Tasks for this exercise
(a) From the passage on creativity in early brain development, copy out the part that begins with the words containing "Between the age of" and ends with "becomes more efficient.".
(b) Write the next part of the passage on creativity in early brain development, starting after its last sentence.

Excerpted passage
Creativity in Early Brain Development

Babies brains are amazing powerhouses that appear to appear to grow in response to creative environments. The reason why children learn holistically and heuristically (i.e. experientially) is because they are going through a unique experience – the young brain makes billions of new connections with every bit of knowledge that is taken in, in order to make sense of it. This process is called synaptogenesis and happens most prolifically between the ages of birth to three.

What is early brain development all about?

The study of brain development is still in its infancy but with the help of neuroimaging (PET, MRI, EEG and NIRS scanners), neuroscientists are starting to discover links between children’s experiences in the early years, their biological predispositions towards certain strengths or interests, and the developing brain. Emerging research shows that babies brains are born with around 100 billion neurons but with only about a quarter of the connections – synapses – already made between them (see the Young Brains report).

 
 

Between the age of three and sexual maturity in adolescence, the synapses that are underused start to get pruned out, brain growth slows down, and connections are harder to make in areas that have been pruned, although not impossible. This ensures that the connections that are regularly used get stronger, and those that aren’t used are cut back, so the brain effectively becomes more efficient.

Excerpted records

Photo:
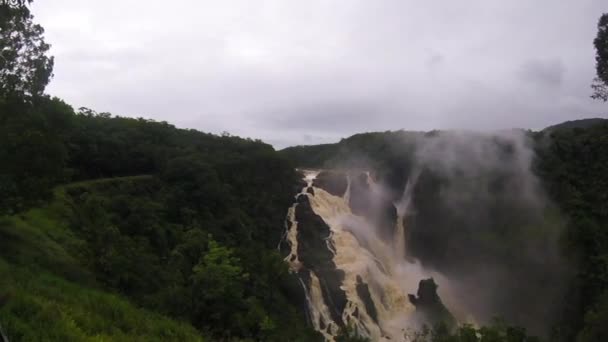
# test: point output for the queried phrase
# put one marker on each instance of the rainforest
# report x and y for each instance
(121, 228)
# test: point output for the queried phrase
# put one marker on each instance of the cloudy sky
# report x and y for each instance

Set of answers
(a)
Between the age of three and sexual maturity in adolescence, the synapses that are underused start to get pruned out, brain growth slows down, and connections are harder to make in areas that have been pruned, although not impossible. This ensures that the connections that are regularly used get stronger, and those that aren’t used are cut back, so the brain effectively becomes more efficient.

(b)
There are windows of ‘plasticity’ later on in life where the conditions for learning are positive and connections can be reformed in the brain. However, the prime time to develop specific knowledge, skills and competencies is in the first few years of a child’s life.

By encouraging creativity and imagination, we are promoting children’s ability to explore and comprehend their world and increasing their opportunities to make new connections and reach new understandings.

Bernadette Duffy, (2006), Supporting Creativity and Imagination in the Early Years, Oxford University Press.

Why are the first three years so crucial for learning?

Research by neuroscientists Shonkoff and Philipps[1] demonstrates that high quality social and cultural experiences are more critical in the early years for the development of healthy brains and well-rounded personalities than at any other time during the rest of childhood and adulthood. These critical experiences include imaginative, creative and cultural opportunities which can help children to build contexts, make meaning and deepen their understanding.

Earlyarts feels strongly about trying to get this right, as far as we know how to, because this web of synaptic connections holds the key to our personalities – it is what makes us uniquely who we are, mentally, physically, spiritually and emotionally, in the same way that DNA makes us uniquely who we are genetically. In short, a healthy and creative environment in the first three years of life, coupled with strong attachment to their significant carers, leads to the development of well-rounded human beings. We don’t know many people who would argue against that!

Where do the arts and creativity fit in?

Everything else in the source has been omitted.